Task instructions:
Rename "tussock grass" to "bunch grass" in the lines from the one holding "of the rough" through the one holding "<point>1098,718</point>", inclusive. Reproduce only those lines, with everything else unchanged.

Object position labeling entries
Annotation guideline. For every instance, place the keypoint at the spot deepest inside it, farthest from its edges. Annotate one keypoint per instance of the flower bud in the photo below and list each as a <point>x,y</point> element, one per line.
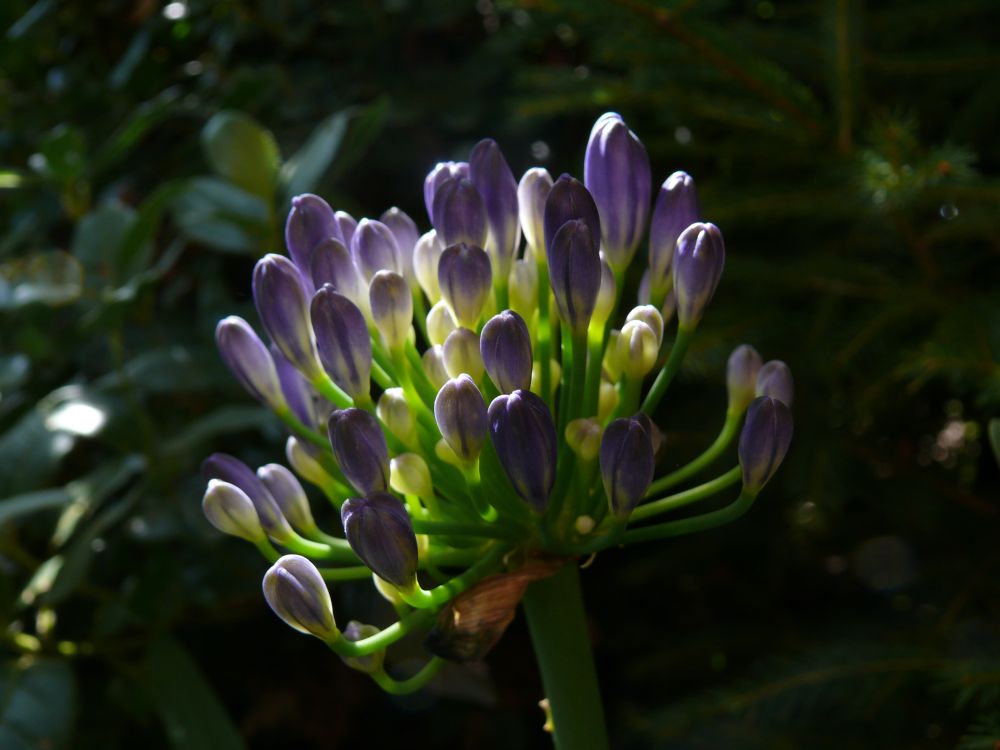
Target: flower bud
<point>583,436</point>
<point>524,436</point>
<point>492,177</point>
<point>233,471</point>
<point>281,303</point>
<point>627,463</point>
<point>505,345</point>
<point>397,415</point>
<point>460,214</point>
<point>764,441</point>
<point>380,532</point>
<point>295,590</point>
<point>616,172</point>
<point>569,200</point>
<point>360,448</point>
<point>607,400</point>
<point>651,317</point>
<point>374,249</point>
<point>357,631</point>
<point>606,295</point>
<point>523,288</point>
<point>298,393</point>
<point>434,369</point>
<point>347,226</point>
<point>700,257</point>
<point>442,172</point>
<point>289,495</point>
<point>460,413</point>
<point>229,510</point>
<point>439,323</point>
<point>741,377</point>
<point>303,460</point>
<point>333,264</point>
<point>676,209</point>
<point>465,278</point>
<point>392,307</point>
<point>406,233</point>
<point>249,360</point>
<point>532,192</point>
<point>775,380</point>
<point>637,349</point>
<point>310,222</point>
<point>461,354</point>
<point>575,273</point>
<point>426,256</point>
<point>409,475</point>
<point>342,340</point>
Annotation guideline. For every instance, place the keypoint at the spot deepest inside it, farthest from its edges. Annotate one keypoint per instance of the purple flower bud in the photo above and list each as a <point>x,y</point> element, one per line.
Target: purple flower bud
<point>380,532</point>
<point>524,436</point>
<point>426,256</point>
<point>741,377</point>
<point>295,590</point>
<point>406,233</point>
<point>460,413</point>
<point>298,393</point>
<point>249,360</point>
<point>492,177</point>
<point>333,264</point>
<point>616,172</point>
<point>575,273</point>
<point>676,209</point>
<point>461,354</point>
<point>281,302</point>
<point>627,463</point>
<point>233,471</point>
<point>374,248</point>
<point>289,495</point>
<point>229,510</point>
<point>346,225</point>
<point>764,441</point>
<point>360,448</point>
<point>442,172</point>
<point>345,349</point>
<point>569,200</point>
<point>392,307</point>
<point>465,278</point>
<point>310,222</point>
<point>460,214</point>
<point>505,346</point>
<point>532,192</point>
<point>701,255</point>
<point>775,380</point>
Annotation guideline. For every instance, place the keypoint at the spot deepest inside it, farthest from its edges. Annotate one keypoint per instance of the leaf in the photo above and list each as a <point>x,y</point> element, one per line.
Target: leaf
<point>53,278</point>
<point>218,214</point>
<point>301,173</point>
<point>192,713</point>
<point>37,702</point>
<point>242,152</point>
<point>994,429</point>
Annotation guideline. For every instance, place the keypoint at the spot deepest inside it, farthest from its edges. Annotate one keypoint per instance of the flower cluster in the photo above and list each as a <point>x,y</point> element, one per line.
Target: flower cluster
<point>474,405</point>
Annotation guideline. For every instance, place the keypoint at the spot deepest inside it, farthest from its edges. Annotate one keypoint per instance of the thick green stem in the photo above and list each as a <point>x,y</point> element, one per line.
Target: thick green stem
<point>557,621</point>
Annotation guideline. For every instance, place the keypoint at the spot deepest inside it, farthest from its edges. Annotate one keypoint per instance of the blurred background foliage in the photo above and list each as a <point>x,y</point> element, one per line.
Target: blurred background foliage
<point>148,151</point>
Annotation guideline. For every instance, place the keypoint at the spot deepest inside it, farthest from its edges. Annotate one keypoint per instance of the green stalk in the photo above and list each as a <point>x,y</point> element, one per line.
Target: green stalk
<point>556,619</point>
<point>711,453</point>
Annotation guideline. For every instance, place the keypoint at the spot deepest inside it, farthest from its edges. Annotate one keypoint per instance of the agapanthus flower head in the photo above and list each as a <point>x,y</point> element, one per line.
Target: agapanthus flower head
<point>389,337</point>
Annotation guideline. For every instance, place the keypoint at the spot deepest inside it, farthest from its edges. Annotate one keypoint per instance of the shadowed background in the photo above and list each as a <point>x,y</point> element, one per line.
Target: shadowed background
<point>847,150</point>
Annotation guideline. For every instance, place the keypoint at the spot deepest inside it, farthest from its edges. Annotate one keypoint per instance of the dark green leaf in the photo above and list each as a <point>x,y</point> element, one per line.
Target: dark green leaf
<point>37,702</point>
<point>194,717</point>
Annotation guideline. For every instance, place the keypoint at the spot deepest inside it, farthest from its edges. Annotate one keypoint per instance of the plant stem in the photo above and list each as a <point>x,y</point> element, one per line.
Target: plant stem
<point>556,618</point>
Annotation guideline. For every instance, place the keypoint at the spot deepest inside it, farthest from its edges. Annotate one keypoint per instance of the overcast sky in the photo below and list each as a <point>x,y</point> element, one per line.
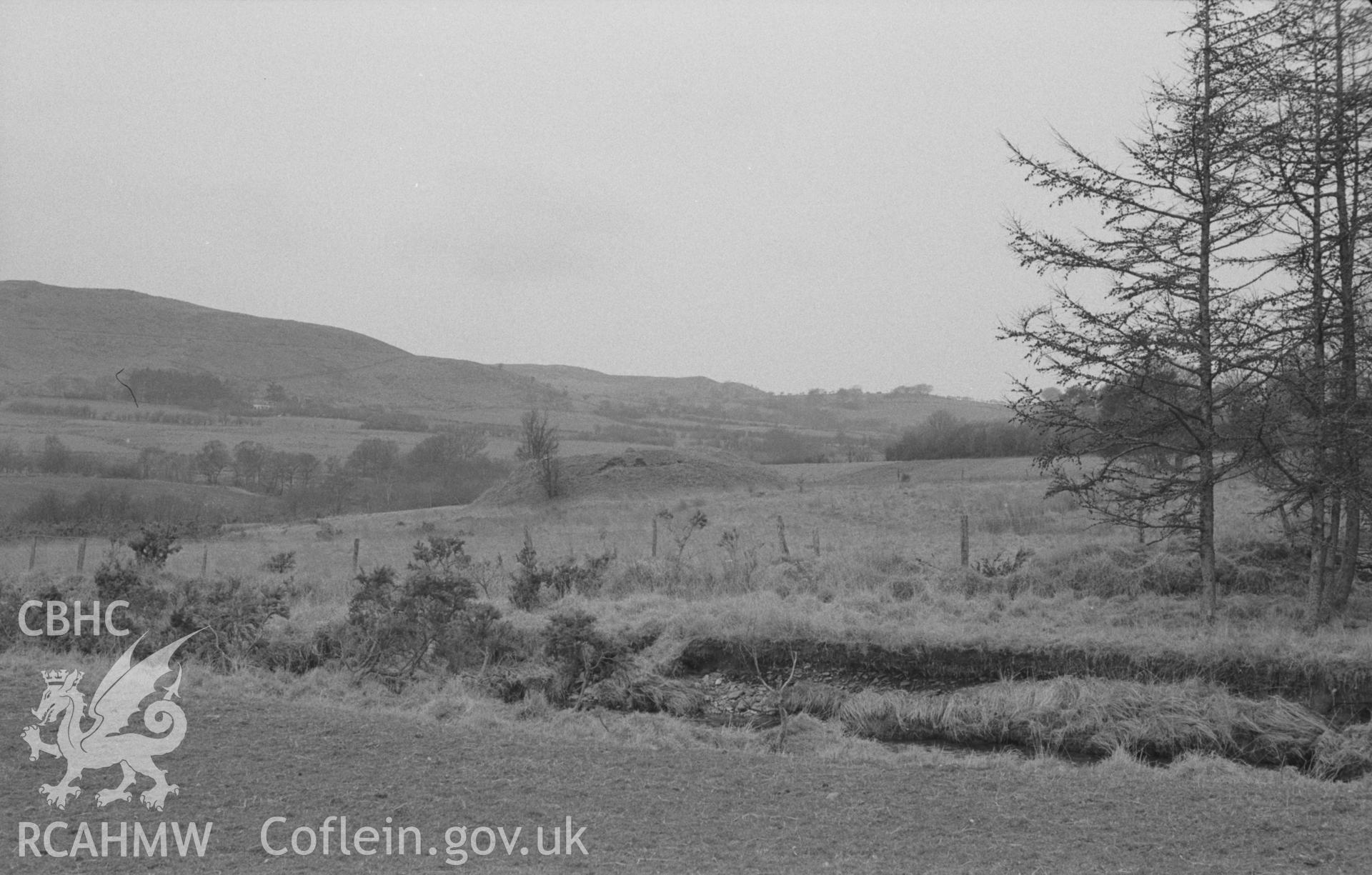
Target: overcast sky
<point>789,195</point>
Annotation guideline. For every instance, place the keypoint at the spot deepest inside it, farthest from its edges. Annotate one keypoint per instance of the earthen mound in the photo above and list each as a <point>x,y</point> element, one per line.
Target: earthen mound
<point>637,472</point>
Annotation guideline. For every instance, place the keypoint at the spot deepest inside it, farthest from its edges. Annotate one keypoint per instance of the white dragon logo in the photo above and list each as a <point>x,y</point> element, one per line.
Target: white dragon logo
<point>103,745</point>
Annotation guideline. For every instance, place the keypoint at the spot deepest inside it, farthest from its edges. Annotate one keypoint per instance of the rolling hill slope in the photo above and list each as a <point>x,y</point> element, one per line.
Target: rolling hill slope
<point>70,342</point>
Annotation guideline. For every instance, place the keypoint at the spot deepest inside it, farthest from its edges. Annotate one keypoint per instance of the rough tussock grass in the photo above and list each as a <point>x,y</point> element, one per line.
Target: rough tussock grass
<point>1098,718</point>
--
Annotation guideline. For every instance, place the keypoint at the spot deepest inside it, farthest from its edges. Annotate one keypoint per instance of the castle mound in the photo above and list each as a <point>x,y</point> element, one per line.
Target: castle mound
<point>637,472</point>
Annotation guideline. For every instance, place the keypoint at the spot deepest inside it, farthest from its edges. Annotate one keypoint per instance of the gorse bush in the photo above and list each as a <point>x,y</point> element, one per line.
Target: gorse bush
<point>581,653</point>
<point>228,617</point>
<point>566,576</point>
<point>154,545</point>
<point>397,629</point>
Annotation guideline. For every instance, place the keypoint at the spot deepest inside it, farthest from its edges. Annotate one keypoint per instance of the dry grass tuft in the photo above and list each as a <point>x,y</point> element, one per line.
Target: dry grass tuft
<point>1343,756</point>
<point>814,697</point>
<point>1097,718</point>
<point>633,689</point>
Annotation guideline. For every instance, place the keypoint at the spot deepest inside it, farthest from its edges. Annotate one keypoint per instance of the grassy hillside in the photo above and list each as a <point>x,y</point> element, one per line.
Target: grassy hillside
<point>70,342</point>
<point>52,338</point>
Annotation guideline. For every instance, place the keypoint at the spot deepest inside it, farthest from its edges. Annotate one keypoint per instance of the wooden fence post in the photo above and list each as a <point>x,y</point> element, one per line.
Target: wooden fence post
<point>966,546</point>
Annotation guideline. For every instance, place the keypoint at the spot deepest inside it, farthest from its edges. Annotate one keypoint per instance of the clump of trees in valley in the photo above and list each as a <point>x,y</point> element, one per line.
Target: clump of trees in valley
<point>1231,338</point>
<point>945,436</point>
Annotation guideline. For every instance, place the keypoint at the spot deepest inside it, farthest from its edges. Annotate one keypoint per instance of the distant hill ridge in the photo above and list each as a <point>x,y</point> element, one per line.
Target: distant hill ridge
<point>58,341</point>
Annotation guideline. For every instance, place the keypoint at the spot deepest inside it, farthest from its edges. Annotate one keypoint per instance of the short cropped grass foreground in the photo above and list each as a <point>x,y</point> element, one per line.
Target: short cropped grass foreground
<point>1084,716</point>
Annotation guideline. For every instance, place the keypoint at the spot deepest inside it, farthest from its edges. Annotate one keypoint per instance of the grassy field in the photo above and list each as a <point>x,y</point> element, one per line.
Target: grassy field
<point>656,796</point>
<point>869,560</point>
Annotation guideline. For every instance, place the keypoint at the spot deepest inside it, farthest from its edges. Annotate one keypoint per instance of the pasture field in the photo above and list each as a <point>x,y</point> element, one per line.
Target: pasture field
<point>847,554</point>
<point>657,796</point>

Reply to the task:
Annotation guideline. For every instance, place the keypoint at the spot deepest inside it, farthest from its edges. Annotate one keypoint per instance of the rough bunch grass in the photo above and list each as a <point>x,y</point> element, one per line.
Target: rough bunch grass
<point>1098,718</point>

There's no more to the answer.